- _Data provided_:
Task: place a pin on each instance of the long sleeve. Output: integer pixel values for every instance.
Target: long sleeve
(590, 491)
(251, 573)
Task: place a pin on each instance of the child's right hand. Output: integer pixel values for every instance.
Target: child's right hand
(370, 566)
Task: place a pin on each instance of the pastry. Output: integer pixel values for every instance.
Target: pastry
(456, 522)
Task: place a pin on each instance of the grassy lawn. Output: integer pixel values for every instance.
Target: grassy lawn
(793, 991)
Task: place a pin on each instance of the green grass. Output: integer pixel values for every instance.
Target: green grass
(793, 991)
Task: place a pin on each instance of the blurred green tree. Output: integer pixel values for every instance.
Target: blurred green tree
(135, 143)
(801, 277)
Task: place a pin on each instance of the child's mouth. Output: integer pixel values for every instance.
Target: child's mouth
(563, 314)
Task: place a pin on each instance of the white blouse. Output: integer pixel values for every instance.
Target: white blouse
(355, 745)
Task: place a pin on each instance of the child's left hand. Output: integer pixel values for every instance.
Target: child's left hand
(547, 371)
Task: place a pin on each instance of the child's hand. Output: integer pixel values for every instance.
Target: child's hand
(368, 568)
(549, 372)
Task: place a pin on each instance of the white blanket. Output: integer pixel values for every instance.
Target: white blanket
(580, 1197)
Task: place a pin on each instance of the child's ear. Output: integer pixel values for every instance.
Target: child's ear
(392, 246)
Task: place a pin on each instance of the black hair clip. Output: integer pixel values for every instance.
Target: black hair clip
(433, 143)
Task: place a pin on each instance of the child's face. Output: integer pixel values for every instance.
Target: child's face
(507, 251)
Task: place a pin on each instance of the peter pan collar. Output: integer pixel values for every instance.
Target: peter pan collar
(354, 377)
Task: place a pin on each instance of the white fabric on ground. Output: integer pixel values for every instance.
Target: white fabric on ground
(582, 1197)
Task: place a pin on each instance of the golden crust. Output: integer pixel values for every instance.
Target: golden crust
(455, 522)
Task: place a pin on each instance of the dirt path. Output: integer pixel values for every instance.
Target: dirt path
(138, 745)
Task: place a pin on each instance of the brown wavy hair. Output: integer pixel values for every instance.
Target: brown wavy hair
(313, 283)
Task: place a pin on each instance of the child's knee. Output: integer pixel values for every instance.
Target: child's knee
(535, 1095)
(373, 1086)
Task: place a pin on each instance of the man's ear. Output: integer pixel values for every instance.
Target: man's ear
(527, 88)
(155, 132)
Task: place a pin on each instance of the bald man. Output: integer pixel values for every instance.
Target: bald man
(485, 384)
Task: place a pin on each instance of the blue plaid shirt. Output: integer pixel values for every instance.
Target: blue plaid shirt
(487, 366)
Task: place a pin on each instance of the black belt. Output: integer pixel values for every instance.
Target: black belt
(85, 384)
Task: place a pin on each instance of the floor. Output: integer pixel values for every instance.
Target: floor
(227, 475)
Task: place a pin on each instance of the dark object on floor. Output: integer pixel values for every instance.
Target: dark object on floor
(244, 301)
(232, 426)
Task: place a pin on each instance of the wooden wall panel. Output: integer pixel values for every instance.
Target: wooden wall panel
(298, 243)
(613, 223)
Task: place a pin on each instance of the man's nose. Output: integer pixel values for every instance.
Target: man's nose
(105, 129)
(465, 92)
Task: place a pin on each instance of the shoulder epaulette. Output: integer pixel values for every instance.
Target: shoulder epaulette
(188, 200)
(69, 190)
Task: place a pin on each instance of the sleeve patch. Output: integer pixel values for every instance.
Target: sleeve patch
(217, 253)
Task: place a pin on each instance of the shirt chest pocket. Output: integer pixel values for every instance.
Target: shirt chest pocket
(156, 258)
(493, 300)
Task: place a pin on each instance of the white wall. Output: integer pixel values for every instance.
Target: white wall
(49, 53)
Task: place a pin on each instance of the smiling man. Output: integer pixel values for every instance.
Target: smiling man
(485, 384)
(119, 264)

...

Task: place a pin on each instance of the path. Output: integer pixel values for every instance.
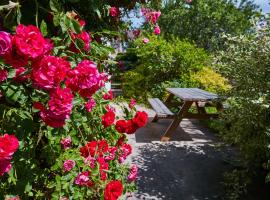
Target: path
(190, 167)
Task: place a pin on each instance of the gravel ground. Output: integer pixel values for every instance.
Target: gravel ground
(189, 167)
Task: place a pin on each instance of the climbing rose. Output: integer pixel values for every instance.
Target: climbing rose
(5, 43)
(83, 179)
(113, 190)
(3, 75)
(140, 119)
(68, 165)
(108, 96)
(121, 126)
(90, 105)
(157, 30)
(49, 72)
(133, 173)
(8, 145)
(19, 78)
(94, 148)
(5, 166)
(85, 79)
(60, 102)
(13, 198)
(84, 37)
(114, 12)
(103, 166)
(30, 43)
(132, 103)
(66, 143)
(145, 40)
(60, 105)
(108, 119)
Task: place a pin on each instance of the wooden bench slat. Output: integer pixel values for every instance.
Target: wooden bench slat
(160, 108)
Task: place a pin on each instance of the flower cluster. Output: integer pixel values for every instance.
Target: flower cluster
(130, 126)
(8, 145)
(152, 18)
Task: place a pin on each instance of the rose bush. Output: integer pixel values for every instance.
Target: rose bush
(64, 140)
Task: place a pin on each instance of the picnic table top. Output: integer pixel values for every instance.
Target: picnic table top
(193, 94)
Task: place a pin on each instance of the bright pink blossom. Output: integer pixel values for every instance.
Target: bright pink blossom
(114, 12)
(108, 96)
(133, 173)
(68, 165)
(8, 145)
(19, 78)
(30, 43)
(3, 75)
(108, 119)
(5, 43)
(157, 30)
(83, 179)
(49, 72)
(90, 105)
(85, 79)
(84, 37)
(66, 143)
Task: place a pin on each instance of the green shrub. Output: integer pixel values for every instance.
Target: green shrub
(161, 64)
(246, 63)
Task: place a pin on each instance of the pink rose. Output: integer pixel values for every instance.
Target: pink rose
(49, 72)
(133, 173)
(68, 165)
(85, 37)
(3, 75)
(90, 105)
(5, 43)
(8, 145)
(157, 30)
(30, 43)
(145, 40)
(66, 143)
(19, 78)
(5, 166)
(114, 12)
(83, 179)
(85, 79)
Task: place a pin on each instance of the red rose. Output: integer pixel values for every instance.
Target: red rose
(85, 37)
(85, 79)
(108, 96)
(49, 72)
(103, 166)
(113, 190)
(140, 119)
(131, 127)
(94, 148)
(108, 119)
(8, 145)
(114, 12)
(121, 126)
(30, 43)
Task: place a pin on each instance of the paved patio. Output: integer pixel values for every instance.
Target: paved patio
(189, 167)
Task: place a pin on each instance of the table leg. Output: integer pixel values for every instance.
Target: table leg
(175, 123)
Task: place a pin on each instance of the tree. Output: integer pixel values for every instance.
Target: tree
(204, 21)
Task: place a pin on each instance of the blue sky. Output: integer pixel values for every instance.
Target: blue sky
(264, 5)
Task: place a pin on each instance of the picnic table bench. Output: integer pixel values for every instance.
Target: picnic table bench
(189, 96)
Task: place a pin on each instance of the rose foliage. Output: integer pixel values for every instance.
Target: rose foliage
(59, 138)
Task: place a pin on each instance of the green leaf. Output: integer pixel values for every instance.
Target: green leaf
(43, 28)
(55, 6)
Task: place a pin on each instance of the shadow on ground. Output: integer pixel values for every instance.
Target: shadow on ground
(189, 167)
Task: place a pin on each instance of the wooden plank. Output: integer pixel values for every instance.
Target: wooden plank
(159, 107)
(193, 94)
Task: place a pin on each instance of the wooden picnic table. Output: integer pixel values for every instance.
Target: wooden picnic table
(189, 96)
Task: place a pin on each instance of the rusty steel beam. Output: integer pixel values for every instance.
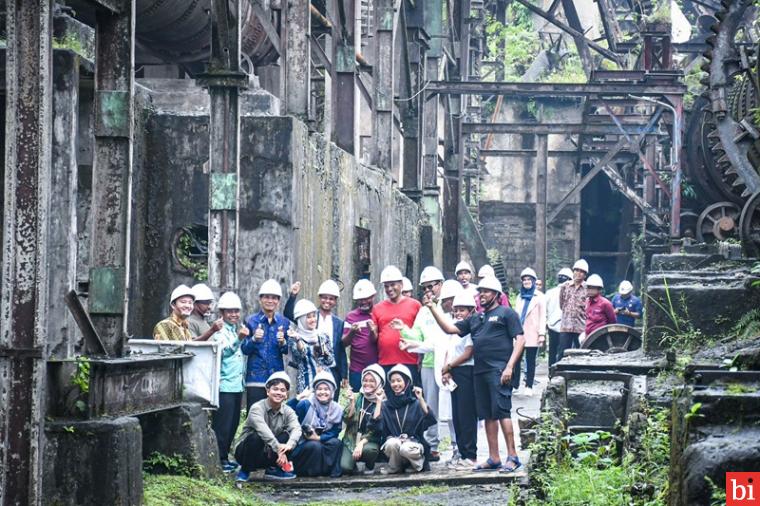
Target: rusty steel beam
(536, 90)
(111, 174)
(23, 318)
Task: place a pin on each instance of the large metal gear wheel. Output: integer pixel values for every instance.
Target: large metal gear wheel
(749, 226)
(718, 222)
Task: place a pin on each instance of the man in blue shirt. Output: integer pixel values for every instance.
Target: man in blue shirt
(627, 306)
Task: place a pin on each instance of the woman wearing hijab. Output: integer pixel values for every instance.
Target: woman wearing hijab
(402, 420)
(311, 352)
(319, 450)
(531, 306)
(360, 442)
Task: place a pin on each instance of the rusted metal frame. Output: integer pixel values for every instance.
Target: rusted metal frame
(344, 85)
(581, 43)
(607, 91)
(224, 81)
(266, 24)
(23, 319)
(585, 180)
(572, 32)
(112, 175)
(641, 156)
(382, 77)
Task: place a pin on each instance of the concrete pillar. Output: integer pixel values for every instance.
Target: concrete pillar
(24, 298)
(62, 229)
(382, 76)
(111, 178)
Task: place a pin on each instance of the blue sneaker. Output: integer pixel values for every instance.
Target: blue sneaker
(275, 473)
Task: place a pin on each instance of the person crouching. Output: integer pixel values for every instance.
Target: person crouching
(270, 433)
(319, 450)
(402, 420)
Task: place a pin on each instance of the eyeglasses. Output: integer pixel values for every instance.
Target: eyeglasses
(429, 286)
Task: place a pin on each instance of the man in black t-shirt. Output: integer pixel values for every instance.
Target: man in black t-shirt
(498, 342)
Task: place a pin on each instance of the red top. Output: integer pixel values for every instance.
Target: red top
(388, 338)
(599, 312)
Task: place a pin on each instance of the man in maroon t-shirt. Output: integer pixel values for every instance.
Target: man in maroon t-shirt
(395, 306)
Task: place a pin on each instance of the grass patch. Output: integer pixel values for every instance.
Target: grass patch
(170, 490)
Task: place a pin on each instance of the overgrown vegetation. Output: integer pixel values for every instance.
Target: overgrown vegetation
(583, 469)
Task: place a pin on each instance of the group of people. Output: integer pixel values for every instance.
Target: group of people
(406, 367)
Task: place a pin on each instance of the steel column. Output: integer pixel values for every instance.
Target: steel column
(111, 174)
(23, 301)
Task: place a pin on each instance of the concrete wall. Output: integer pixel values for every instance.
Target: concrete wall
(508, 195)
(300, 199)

- _Aim_:
Count the lines in the items above that contain the word "climbing", treating uppercase and lowercase as different. Reply with the number only.

- _Expected answer_:
2